This week’s political coverage — probably next week’s too — will likely be dominated by deposed FBI director James Comey’s incendiary testimony before the Senate Intelligence Committee. However, Trump’s “lies, pure and simple” are limited neither to the president’s claim that Comey’s FBI was “in disarray, that it was poorly led” nor his litany of falsehoods — most recently, that the mayor of London doesn’t care about terrorism and that Trump’s First 100 Days were the most productive of any president in history.
Comey’s lucid, Hemingway-tight testimony feels like the beginning of the end for this administration. Anything could happen, of course. But it feels overly optimistic to imagine this circus lasting another year.
If and when the obituary for Trump’s political career is written, his admirers will record his historic, meteoric rise. Indeed, Donald Trump was the most effective presidential campaigner of my lifetime: repeated what lines worked, ditched the ones that didn’t, mastered social media, ignored outdated dogma, tapped into voters’ long-ignored resentments, nailed the electoral college map, and did it all for pennies on the Hillary Clinton donor dollar.
True, the brilliant campaigner can’t govern. But that’s a story for another time.
His critics’ postmortems will emphasize that Trump’s brightly burning campaign rallies were fueled by lies: Obama was Muslim, Obama wasn’t born here, global warming is a Chinese hoax, illegal immigrants are streaming across the border (years ago they were, no longer), police officers are the real victims (as opposed to the numerous black men they shoot).
These lies are scandalous. They ought to be remembered. But we shouldn’t let them overshadow Trump’s biggest lie of all: that he would be different, outside the ideological box of the two parties.
“Trump meets the textbook definition of an ideological moderate,” Doug Ahler and David Broockman wrote in the Washington Post last December. “Trump has the exact ‘moderate’ qualities that many pundits and political reformers yearn for in politicians: Many of Trump’s positions spurn party orthodoxy, yet are popular among voters. And like most voters — but unlike most party politicians — his positions don’t consistently hew to a familiar left-right philosophy.”

Data listing:
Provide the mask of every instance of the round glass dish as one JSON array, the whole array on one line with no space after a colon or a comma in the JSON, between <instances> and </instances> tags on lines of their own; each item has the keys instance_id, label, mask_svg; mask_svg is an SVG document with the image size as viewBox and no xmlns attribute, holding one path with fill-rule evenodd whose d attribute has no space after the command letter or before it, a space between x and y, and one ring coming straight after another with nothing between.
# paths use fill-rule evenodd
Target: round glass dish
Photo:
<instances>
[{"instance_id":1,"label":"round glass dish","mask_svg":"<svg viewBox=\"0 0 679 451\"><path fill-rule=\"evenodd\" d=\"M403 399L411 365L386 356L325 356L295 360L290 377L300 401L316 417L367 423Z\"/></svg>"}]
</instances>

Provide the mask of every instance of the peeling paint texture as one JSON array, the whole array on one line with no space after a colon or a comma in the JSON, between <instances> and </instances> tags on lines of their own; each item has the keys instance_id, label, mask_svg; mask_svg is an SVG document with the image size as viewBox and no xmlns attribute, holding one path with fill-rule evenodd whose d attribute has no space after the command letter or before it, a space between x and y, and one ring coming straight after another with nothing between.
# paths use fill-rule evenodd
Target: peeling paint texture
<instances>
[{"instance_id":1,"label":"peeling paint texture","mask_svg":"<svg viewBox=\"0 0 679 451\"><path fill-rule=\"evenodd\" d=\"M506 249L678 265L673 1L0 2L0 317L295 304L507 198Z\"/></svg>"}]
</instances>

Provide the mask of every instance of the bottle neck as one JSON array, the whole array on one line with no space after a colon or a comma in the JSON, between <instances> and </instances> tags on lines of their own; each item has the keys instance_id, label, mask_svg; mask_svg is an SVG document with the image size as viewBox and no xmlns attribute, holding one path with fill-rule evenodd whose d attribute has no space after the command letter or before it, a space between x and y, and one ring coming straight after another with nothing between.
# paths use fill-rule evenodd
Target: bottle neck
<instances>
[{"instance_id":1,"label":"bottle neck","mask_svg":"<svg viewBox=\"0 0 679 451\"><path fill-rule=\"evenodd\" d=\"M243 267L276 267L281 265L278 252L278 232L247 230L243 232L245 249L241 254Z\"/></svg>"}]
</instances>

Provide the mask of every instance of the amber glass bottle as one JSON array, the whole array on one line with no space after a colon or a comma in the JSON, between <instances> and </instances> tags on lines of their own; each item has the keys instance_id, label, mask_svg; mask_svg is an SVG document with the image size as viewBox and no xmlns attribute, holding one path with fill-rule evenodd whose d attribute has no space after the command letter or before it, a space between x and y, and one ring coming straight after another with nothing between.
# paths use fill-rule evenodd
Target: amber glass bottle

Your task ::
Output the full article about Trump's campaign lies word for word. Rely only on the article about Trump's campaign lies, not on the data.

Response below ::
This week’s political coverage — probably next week’s too — will likely be dominated by deposed FBI director James Comey’s incendiary testimony before the Senate Intelligence Committee. However, Trump’s “lies, pure and simple” are limited neither to the president’s claim that Comey’s FBI was “in disarray, that it was poorly led” nor his litany of falsehoods — most recently, that the mayor of London doesn’t care about terrorism and that Trump’s First 100 Days were the most productive of any president in history.
Comey’s lucid, Hemingway-tight testimony feels like the beginning of the end for this administration. Anything could happen, of course. But it feels overly optimistic to imagine this circus lasting another year.
If and when the obituary for Trump’s political career is written, his admirers will record his historic, meteoric rise. Indeed, Donald Trump was the most effective presidential campaigner of my lifetime: repeated what lines worked, ditched the ones that didn’t, mastered social media, ignored outdated dogma, tapped into voters’ long-ignored resentments, nailed the electoral college map, and did it all for pennies on the Hillary Clinton donor dollar.
True, the brilliant campaigner can’t govern. But that’s a story for another time.
His critics’ postmortems will emphasize that Trump’s brightly burning campaign rallies were fueled by lies: Obama was Muslim, Obama wasn’t born here, global warming is a Chinese hoax, illegal immigrants are streaming across the border (years ago they were, no longer), police officers are the real victims (as opposed to the numerous black men they shoot).
These lies are scandalous. They ought to be remembered. But we shouldn’t let them overshadow Trump’s biggest lie of all: that he would be different, outside the ideological box of the two parties.
“Trump meets the textbook definition of an ideological moderate,” Doug Ahler and David Broockman wrote in the Washington Post last December. “Trump has the exact ‘moderate’ qualities that many pundits and political reformers yearn for in politicians: Many of Trump’s positions spurn party orthodoxy, yet are popular among voters. And like most voters — but unlike most party politicians — his positions don’t consistently hew to a familiar left-right philosophy.”